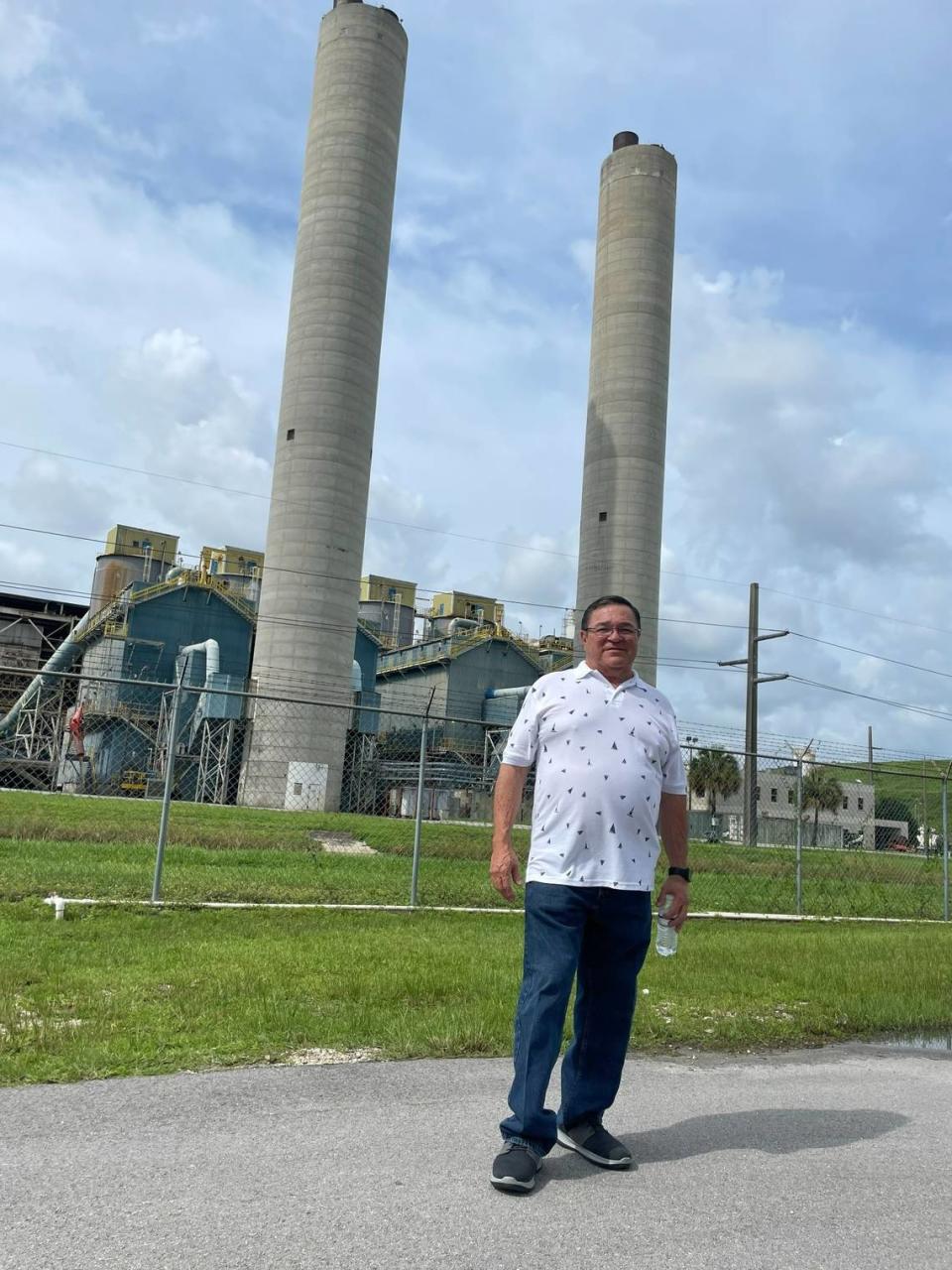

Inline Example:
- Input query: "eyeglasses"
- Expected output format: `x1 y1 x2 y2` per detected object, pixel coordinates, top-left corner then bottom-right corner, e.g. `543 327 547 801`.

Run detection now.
583 622 641 639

────────────────────

**Aim**
Write out the records above again in full, leaving out the pictures, and move every bounding-box coordinate in the answers by -54.

**Problem solution**
Inline Example:
- Input query: "eyeglasses"
- Expected output format: `x1 y1 x2 y2` per detected object, pixel coordinates, top-left corner then bottom-right corner, e.g. `543 327 547 801`.

Run detection now.
529 568 587 585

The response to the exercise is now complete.